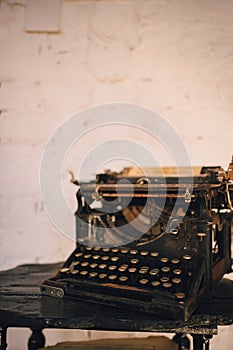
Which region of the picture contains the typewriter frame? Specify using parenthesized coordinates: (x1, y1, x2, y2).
(41, 165, 233, 321)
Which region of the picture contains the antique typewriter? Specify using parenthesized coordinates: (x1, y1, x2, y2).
(41, 158, 233, 320)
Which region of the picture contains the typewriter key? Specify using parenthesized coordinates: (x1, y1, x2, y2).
(81, 261, 89, 267)
(151, 251, 159, 257)
(80, 270, 88, 276)
(171, 258, 180, 265)
(71, 269, 79, 275)
(149, 268, 159, 276)
(101, 256, 110, 261)
(111, 248, 119, 253)
(118, 264, 128, 272)
(84, 254, 92, 259)
(108, 265, 117, 271)
(99, 273, 107, 279)
(93, 255, 100, 260)
(139, 279, 149, 285)
(161, 266, 171, 273)
(162, 282, 172, 288)
(93, 247, 101, 251)
(183, 254, 192, 260)
(121, 248, 128, 254)
(160, 257, 169, 263)
(128, 267, 137, 273)
(99, 264, 107, 269)
(130, 258, 139, 264)
(160, 277, 169, 283)
(140, 251, 148, 256)
(108, 275, 117, 281)
(75, 253, 83, 258)
(90, 263, 98, 269)
(111, 256, 119, 262)
(102, 248, 110, 252)
(151, 281, 161, 287)
(175, 292, 186, 300)
(119, 276, 128, 282)
(89, 272, 98, 278)
(85, 246, 92, 251)
(173, 269, 182, 275)
(130, 249, 138, 255)
(59, 268, 70, 273)
(139, 266, 149, 274)
(172, 277, 182, 285)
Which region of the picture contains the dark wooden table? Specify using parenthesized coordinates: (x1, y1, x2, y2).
(0, 263, 232, 350)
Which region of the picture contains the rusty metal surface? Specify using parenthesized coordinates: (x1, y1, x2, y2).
(0, 263, 232, 334)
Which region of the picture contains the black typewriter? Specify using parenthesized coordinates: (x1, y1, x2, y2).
(41, 158, 233, 320)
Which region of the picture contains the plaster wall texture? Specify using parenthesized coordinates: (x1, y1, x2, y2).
(0, 0, 233, 348)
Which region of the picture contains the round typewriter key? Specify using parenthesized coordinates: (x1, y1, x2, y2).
(139, 267, 149, 274)
(108, 265, 117, 271)
(93, 247, 101, 251)
(99, 264, 107, 269)
(90, 263, 98, 269)
(59, 268, 70, 273)
(101, 255, 110, 261)
(81, 261, 89, 267)
(119, 276, 128, 282)
(84, 254, 92, 259)
(99, 273, 107, 279)
(139, 279, 149, 285)
(160, 257, 169, 263)
(80, 270, 88, 276)
(118, 264, 128, 272)
(102, 248, 110, 252)
(140, 251, 148, 256)
(149, 268, 159, 276)
(92, 255, 100, 260)
(175, 292, 186, 300)
(151, 251, 159, 257)
(71, 270, 79, 275)
(75, 252, 83, 258)
(85, 246, 92, 251)
(161, 266, 171, 273)
(162, 282, 172, 288)
(173, 269, 182, 275)
(183, 254, 192, 260)
(89, 272, 98, 278)
(128, 267, 137, 273)
(72, 261, 80, 266)
(171, 258, 180, 265)
(130, 258, 139, 264)
(108, 275, 117, 281)
(172, 278, 182, 285)
(151, 281, 161, 287)
(160, 277, 169, 283)
(130, 249, 138, 255)
(111, 248, 119, 253)
(121, 248, 128, 254)
(111, 256, 119, 262)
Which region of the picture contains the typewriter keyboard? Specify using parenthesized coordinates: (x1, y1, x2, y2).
(58, 246, 194, 302)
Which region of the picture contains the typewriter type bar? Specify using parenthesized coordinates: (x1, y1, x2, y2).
(41, 159, 233, 320)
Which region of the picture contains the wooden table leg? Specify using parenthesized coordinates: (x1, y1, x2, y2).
(0, 327, 7, 350)
(192, 334, 213, 350)
(28, 328, 45, 350)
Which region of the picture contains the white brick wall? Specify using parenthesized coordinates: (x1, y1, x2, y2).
(1, 0, 233, 348)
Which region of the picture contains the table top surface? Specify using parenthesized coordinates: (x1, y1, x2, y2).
(0, 263, 233, 334)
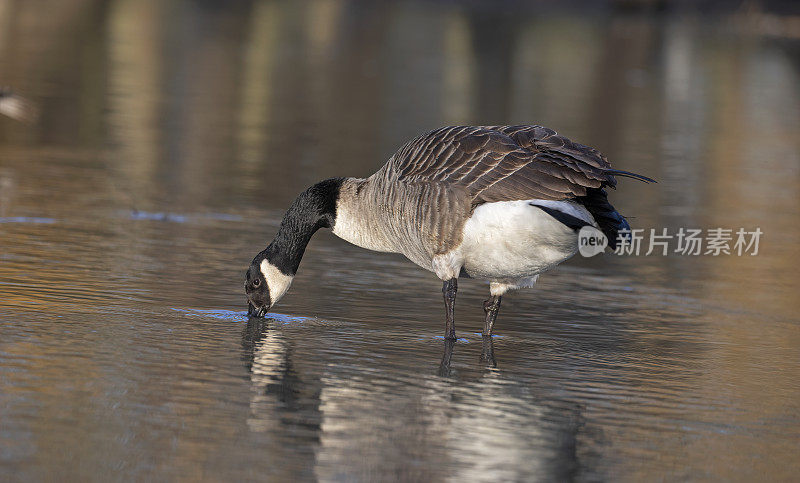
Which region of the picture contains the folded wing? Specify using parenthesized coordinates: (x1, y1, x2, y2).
(388, 125, 647, 205)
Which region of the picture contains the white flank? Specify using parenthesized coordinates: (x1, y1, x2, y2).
(259, 259, 294, 306)
(527, 199, 597, 226)
(490, 277, 539, 296)
(432, 252, 464, 280)
(460, 199, 593, 283)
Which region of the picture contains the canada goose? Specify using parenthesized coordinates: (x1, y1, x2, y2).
(0, 87, 36, 122)
(245, 125, 654, 339)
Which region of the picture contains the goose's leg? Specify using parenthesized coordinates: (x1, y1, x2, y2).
(480, 334, 496, 367)
(438, 338, 456, 377)
(482, 295, 502, 337)
(442, 278, 458, 340)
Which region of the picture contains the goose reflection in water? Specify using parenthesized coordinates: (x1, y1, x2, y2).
(242, 317, 587, 481)
(439, 336, 497, 378)
(241, 317, 322, 436)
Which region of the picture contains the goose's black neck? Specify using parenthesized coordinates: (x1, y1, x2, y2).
(262, 178, 344, 276)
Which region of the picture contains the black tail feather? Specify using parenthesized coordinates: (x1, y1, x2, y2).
(606, 169, 657, 184)
(576, 188, 631, 250)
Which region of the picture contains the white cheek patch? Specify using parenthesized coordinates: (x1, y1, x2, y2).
(259, 259, 294, 306)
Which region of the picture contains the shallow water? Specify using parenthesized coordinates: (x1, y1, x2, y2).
(1, 1, 799, 481)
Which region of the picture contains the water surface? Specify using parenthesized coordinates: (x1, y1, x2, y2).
(1, 1, 799, 481)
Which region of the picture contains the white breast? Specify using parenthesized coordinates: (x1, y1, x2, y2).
(332, 198, 398, 253)
(459, 200, 595, 281)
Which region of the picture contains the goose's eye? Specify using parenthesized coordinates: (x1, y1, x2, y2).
(253, 278, 260, 288)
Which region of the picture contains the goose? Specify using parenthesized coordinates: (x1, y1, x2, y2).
(245, 125, 654, 339)
(0, 87, 36, 122)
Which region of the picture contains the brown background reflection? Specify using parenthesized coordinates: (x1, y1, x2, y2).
(1, 1, 798, 481)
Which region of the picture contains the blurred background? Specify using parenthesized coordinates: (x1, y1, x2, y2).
(1, 0, 799, 481)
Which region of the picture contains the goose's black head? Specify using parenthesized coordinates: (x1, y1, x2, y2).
(245, 259, 270, 318)
(244, 178, 342, 317)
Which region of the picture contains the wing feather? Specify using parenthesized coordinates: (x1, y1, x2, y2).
(389, 125, 626, 204)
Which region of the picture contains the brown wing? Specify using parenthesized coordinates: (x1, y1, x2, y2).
(388, 125, 619, 204)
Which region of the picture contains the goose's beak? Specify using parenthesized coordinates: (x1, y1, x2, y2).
(247, 302, 268, 318)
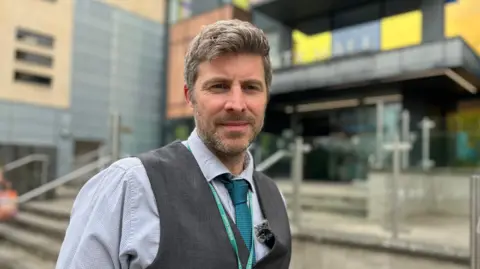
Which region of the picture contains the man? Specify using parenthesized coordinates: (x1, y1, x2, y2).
(56, 19, 291, 269)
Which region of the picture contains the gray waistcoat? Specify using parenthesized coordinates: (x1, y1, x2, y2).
(138, 141, 291, 269)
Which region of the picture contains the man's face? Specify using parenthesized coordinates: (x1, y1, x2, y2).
(185, 53, 268, 156)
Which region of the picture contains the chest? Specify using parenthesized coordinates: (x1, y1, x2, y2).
(139, 144, 292, 269)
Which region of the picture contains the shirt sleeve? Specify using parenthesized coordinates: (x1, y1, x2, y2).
(55, 158, 159, 269)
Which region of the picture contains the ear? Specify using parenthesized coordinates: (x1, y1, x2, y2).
(184, 84, 193, 107)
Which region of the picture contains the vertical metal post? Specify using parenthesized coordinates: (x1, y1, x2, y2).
(40, 158, 49, 200)
(40, 158, 49, 186)
(471, 175, 480, 269)
(419, 117, 435, 171)
(401, 110, 410, 170)
(383, 134, 411, 239)
(111, 112, 121, 161)
(290, 112, 303, 228)
(390, 134, 401, 239)
(376, 101, 384, 169)
(291, 136, 304, 228)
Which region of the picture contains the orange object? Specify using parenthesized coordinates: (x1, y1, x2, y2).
(0, 184, 18, 221)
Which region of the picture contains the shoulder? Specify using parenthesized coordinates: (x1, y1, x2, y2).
(100, 157, 148, 185)
(137, 141, 190, 171)
(77, 157, 152, 203)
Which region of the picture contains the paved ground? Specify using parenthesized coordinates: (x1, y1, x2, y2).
(291, 240, 468, 269)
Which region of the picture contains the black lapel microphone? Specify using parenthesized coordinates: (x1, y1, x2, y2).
(255, 220, 275, 249)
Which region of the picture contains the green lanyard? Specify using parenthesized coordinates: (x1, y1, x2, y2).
(209, 184, 255, 269)
(185, 142, 255, 269)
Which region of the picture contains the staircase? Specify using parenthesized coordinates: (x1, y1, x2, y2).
(0, 148, 109, 269)
(0, 185, 81, 269)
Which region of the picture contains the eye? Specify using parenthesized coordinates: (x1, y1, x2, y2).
(211, 83, 229, 90)
(244, 84, 260, 91)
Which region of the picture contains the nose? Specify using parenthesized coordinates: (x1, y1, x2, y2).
(224, 84, 246, 112)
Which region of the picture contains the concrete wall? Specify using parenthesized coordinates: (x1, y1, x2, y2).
(72, 0, 165, 155)
(368, 171, 470, 222)
(0, 0, 74, 108)
(421, 0, 445, 43)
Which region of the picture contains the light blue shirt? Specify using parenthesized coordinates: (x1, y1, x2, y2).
(56, 129, 285, 269)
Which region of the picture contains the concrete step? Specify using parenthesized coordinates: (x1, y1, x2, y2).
(8, 211, 68, 240)
(20, 200, 73, 221)
(0, 223, 62, 262)
(0, 241, 55, 269)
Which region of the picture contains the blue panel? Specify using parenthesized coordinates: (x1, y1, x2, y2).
(332, 20, 381, 58)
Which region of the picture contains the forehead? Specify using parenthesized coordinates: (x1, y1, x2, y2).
(196, 53, 265, 83)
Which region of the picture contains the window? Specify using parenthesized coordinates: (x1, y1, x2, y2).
(14, 71, 52, 87)
(266, 32, 282, 68)
(15, 50, 53, 67)
(168, 0, 192, 24)
(16, 28, 55, 48)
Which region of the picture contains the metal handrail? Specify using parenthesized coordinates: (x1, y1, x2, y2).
(74, 145, 107, 166)
(4, 154, 49, 172)
(18, 156, 112, 204)
(256, 149, 291, 172)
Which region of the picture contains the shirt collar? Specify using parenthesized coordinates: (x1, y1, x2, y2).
(183, 128, 255, 191)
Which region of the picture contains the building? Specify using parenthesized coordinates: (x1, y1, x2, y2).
(252, 0, 480, 180)
(163, 0, 480, 181)
(0, 0, 166, 192)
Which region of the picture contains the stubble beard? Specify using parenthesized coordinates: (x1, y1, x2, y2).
(194, 109, 263, 158)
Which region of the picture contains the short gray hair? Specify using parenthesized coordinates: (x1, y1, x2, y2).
(184, 19, 272, 97)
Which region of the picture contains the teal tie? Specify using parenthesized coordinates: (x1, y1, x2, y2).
(223, 176, 255, 263)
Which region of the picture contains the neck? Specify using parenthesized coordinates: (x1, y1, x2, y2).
(212, 148, 246, 176)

Task to complete
Every line from the one containing "Which region of the picture contains the building?" through the last line above should be retyped exactly; no other lines are wanted.

Task response
Which region of the picture contains the building? Specify using parenthesized coordinates: (x1, y1, x2, y2).
(252, 0, 480, 180)
(163, 0, 480, 181)
(0, 0, 166, 192)
Which region of the picture contains the stubble beard? Specify using parenthesized coordinates: (x1, y1, x2, y2).
(194, 109, 263, 158)
Which region of the picture contains the short gray hair? Specify using parenthesized coordinates: (x1, y1, x2, y2).
(184, 19, 272, 97)
Which region of the picture contains the teal tie? Specify using parenthesized coordinates: (x1, y1, x2, y2).
(223, 176, 255, 263)
Which region of the picture contains the neck? Specify using parenthesized coordinates: (x1, y1, x2, y2).
(212, 148, 246, 176)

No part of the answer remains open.